PROMPT 1:
From the listing below, pick out every line that contains the word "trunk".

*** TEXT BLOCK ***

The calculation of diluted earnings per share ("Diluted EPS") assumes conversion of the Companys Convertible Notes as of the beginning of the respective periods and the elimination of the related after-tax interest expense and assumes, as of the beginning of the period, exercise of stock options and warrants (using the treasury stock method). Certain of the Companys stock options that would potentially dilute Basic EPS in the future were not included in the computation of Diluted EPS because to do so would have been antidilutive for the periods presented. Diluted EPS has also been retroactively restated for all periods presented to give effect to the 10% stock dividend. The original conversion price of the Convertible Notes of $34.6875 has been revised to $31.534 to reflect the October 1997 stock dividend declared.
New Accounting Pronouncement
In June 1998, the Financial Accounting Standards Board issued SFAS No. 133, "Accounting for Derivative Instruments and Hedging Activities." The Statement establishes accounting and reporting standards requiring that every derivative instrument (including certain derivative instruments embedded in other contracts) be recorded in the balance sheet as either an asset or liability measured at its fair value. SFAS No. 133 requires that changes in the derivatives fair value be recognized currently in earnings unless specific hedge accounting criteria are met. Special accounting for qualifying hedges allows the gains and losses on derivatives to offset related results on the hedged item in the income statements and requires that a company must formally document, designate, and assess the effectiveness of transactions that receive hedge accounting. SFAS No. 133 is effective for fiscal years beginning after June 15, 1999. The Company is currently evaluating the new standard, but has not yet determined the impact it will have on its financial position and results of operations.
(3) BANK BORROWINGS
Under its new $250.0 million revolving credit facility with a syndicate of ten banks (the "New Credit Facility"), at March 31, 1999, the Company had outstanding borrowings of $141.8 million. At December 31, 1998, the Company had outstanding borrowings of $146.2 million under its borrowing arrangements. At March 31, 1999, the New Credit Facility consisted of a $250.0 million revolving line of credit with a $170.0 million borrowing base. The interest rate is either (a) the lead banks prime rate (7.75% at March 31, 1999) or (b) the adjusted London Interbank Offered Rate ("LIBOR") plus the applicable margin depending on the level of outstanding debt (a weighted average of 6.38% at March 31, 1999). The applicable margin is based on the Companys ratio of outstanding balance on the New Credit Facility to the last calculated borrowing base. Of the $141.8 million borrowed at March 31, 1999, $140.0 million was borrowed at the LIBOR rate.
The terms of the New Credit Facility include, among other restrictions, a limitation on the level of cash dividends (not to exceed $2.0 million in any fiscal year), requirements as to maintenance of certain minimum financial ratios (principally pertaining to working capital, debt, and equity ratios), and limitations on incurring other debt. Since inception, no cash dividends have been declared on the Companys common stock. The Company is currently in compliance with the provisions of this agreement. The borrowing base is redetermined at least every six months and is currently under its May review but had not been determined as of the date of the filing of this report. The New Credit Facility will extend until August 2002.

***

PROMPT 2:
Decide whether each statement agrees with the financial notes above. Answer yes or no for each, and quote the deciding words from the financial notes. (a) The New Credit Facility runs until August 2002. (b) The Company has declared cash dividends on its common stock since inception. (c) SFAS No. 133 is effective for fiscal years beginning after June 15, 1998.

*** DATASET RECORDS ***

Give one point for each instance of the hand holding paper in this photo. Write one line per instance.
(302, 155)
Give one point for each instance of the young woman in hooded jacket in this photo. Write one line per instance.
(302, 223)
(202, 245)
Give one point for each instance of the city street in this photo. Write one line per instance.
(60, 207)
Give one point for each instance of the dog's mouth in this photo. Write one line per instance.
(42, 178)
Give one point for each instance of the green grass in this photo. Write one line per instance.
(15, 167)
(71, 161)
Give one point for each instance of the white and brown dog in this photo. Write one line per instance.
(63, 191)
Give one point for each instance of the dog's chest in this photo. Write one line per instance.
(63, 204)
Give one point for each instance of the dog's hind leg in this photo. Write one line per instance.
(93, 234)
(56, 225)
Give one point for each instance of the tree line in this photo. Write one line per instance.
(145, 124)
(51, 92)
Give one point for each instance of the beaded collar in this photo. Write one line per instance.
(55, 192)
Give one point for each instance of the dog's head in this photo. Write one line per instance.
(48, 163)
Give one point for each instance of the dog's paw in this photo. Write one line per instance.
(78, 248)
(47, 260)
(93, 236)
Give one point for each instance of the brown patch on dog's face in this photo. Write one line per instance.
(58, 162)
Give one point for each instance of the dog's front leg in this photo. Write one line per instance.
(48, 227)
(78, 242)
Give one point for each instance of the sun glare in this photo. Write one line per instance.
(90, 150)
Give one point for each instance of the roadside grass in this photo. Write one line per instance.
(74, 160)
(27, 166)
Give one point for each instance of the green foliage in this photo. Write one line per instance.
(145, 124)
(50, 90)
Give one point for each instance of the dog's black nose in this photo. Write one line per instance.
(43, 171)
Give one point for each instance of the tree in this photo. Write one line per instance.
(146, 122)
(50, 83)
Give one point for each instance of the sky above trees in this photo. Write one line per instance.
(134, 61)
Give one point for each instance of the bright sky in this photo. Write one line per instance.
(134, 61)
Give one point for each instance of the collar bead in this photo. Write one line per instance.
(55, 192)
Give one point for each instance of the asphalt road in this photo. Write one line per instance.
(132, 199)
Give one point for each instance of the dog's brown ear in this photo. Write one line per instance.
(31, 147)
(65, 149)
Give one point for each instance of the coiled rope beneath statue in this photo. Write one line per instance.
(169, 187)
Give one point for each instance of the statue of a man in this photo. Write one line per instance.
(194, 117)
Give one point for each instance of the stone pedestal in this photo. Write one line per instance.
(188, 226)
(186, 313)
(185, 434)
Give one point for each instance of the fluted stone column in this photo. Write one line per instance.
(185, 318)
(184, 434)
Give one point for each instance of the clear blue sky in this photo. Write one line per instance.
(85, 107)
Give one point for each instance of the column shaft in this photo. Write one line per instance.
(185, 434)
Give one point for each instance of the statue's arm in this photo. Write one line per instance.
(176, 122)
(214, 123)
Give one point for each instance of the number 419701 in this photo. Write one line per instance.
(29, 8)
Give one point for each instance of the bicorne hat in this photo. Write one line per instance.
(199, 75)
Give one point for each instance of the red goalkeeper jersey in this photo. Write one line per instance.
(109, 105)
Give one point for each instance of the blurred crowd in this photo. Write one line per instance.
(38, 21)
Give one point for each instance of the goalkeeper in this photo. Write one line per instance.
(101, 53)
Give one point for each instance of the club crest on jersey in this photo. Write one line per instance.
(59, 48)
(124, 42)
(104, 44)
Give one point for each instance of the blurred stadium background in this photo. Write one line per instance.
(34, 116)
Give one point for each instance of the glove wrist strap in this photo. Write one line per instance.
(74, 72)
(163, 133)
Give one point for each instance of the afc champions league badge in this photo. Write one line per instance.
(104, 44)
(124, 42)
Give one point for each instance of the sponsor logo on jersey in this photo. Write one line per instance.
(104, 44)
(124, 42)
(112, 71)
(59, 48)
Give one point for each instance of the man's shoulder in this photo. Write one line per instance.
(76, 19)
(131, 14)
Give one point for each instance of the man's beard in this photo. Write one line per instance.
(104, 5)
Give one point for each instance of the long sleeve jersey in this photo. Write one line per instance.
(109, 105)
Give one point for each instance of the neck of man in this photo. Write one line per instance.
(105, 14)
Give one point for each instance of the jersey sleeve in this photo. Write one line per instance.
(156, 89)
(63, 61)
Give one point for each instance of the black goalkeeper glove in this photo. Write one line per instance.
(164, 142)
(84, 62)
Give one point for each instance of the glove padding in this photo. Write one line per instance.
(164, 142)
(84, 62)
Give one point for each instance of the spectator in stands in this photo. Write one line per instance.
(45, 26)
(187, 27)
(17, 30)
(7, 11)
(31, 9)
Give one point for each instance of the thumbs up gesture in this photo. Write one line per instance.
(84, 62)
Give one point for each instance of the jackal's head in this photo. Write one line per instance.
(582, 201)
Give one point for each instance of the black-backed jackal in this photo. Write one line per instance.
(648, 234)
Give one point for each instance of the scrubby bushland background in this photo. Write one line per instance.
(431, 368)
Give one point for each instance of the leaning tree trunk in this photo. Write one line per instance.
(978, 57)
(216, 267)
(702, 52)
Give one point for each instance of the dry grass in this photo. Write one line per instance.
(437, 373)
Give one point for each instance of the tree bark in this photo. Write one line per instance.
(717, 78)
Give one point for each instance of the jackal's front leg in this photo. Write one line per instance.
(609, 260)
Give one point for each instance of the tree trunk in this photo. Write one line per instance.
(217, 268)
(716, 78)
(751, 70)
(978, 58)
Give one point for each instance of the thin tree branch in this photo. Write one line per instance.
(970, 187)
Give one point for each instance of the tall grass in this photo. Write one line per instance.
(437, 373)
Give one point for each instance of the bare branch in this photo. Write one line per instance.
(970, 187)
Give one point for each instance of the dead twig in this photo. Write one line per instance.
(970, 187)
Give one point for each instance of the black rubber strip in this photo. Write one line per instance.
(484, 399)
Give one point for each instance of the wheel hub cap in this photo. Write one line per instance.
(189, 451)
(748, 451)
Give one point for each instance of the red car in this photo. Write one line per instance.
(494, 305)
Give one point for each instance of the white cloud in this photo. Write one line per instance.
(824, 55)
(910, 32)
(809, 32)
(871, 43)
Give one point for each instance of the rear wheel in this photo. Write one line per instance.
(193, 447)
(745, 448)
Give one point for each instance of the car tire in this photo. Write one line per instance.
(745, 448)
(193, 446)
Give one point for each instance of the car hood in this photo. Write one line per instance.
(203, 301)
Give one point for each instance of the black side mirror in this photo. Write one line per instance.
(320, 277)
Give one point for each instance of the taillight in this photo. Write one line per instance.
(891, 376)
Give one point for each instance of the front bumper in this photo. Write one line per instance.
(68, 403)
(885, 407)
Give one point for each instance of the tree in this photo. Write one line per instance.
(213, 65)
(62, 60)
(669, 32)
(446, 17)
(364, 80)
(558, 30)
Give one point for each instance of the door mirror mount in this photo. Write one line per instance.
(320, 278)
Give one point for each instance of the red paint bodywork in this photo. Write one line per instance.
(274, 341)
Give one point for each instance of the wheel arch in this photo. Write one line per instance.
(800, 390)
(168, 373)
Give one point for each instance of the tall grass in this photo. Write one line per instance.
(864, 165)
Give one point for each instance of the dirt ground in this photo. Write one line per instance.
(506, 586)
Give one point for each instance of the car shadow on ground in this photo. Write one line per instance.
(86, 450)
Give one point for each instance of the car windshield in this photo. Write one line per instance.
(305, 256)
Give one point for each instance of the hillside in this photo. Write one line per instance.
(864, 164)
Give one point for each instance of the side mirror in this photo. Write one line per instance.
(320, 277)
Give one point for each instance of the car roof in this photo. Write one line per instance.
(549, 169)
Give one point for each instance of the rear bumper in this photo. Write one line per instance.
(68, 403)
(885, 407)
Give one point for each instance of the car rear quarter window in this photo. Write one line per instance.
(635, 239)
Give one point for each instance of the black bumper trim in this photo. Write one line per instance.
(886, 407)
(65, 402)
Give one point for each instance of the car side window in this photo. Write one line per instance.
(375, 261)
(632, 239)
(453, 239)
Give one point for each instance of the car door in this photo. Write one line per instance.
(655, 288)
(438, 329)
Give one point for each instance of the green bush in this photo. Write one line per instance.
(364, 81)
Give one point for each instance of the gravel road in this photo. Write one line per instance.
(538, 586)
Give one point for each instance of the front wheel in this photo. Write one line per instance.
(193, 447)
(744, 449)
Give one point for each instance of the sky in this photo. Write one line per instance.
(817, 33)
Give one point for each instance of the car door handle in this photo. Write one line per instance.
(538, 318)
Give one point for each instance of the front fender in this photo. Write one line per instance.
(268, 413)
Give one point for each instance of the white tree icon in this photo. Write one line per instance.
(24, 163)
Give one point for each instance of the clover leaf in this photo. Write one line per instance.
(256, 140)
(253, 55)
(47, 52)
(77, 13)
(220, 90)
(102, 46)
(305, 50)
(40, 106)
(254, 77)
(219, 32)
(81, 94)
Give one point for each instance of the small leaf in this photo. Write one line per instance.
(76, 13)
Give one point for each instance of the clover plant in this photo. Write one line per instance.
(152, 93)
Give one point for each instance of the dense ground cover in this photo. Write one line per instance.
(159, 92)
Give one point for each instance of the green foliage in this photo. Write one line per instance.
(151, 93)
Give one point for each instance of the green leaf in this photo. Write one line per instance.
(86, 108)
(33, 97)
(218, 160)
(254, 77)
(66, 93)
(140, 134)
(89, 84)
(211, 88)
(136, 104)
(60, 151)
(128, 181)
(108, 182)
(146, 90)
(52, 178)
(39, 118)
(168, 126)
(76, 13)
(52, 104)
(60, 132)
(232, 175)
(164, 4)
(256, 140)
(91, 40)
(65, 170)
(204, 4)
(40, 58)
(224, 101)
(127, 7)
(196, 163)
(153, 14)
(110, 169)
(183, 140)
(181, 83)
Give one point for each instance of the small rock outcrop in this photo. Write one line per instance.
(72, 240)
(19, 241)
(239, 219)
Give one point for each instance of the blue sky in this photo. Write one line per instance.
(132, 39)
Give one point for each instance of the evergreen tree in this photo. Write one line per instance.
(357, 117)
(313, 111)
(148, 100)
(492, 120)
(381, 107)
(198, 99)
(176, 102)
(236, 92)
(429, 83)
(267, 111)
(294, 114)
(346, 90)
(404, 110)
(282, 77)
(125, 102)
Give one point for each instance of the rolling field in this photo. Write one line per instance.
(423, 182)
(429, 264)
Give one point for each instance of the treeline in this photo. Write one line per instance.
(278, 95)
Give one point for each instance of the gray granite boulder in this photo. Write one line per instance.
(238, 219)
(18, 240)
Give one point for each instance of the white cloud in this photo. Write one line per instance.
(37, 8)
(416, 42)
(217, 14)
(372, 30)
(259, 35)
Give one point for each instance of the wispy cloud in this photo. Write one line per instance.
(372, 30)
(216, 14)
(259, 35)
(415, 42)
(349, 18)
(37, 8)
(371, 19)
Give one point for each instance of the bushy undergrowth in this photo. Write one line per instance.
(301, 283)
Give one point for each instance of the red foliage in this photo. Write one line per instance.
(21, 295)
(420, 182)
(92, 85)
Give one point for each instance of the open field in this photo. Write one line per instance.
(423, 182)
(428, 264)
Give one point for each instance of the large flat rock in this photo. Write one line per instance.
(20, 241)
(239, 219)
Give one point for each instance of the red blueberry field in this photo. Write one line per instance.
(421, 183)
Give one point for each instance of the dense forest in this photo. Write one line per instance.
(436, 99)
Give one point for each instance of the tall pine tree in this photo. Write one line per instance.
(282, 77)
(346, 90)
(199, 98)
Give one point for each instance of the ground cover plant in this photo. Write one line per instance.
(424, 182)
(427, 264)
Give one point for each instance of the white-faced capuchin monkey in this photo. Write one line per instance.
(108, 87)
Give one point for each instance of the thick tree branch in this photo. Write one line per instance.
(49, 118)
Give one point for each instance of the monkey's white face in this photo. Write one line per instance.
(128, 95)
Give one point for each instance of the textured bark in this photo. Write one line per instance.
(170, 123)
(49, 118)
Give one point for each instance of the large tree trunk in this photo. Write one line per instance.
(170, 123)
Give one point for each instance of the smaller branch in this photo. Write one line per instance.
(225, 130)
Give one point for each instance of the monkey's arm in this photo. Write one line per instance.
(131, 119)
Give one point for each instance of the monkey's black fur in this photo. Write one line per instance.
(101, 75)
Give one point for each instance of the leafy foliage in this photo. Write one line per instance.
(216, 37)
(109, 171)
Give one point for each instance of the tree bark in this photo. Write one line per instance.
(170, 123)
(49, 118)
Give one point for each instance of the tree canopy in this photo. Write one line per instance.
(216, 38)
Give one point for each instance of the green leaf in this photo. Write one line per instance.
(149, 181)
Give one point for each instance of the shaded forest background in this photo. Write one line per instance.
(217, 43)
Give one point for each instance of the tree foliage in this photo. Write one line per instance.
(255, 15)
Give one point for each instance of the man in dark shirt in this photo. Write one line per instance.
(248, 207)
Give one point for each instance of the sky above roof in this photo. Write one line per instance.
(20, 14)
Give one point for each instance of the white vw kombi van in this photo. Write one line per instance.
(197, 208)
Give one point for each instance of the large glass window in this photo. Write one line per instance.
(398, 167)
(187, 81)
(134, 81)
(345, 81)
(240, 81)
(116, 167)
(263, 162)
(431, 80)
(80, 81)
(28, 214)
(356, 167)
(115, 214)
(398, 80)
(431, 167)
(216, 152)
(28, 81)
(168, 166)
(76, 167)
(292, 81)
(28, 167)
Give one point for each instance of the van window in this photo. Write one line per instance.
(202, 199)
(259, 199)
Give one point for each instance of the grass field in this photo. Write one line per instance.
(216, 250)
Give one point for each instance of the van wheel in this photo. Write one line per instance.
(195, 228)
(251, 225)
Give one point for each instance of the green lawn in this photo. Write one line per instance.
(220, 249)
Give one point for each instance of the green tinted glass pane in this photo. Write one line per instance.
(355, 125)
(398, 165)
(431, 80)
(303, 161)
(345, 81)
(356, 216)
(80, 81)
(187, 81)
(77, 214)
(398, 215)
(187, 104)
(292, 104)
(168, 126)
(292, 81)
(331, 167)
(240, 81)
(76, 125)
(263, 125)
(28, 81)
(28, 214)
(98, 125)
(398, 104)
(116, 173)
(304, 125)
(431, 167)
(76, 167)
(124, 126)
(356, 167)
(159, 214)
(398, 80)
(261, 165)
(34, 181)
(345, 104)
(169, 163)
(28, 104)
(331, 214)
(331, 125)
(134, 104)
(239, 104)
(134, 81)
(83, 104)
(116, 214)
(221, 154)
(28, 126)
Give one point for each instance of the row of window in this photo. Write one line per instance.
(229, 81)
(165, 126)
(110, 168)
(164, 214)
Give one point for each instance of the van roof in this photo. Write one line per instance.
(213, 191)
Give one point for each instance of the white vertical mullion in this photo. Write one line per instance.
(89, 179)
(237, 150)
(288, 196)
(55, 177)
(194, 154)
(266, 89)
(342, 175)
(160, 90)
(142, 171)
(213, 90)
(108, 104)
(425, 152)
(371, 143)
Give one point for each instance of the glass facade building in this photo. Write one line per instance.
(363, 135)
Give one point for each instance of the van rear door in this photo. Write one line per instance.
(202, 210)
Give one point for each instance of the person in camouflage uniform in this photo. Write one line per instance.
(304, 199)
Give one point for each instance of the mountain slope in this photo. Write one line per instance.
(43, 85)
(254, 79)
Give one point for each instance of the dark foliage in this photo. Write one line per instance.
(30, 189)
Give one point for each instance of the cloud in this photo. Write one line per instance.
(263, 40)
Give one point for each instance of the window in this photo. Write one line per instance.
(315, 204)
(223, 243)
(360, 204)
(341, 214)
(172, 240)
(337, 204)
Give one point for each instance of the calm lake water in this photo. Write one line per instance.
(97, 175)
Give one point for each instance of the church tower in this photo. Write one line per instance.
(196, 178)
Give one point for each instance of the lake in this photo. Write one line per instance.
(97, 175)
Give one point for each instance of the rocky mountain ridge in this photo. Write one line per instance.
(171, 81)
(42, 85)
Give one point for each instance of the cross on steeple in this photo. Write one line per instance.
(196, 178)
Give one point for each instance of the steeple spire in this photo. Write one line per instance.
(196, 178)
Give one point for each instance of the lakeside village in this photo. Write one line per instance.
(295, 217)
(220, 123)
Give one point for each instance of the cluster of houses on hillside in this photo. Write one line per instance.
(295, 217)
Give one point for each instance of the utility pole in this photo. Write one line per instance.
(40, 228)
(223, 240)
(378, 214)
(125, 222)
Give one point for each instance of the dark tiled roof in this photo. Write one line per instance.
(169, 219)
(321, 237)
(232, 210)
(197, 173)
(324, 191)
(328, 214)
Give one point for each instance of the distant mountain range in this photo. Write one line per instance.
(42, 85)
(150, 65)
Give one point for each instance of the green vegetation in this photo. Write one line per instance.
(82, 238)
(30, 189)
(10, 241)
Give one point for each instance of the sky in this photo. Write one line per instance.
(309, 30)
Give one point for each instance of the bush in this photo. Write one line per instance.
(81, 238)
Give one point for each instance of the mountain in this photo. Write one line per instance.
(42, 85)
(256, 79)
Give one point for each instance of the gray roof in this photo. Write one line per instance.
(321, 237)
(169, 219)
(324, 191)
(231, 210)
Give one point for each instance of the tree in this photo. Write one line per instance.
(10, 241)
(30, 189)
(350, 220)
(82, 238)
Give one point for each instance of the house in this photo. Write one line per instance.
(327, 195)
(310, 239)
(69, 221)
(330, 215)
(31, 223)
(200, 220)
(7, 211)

***

WRITTEN RESPONSE 1:
Give one point for each instance of the leaning tree trunk in this photo. Write one line per instance.
Give one point for each instance of the tree trunk in this photo. Write one line per instance.
Give one point for each instance of the large tree trunk in this photo. Write one line per instance.

WRITTEN RESPONSE 2:
(a) Yes: "The New Credit Facility will extend until August 2002."
(b) No: "Since inception, no cash dividends have been declared on the Companys common stock."
(c) No: "SFAS No. 133 is effective for fiscal years beginning after June 15, 1999."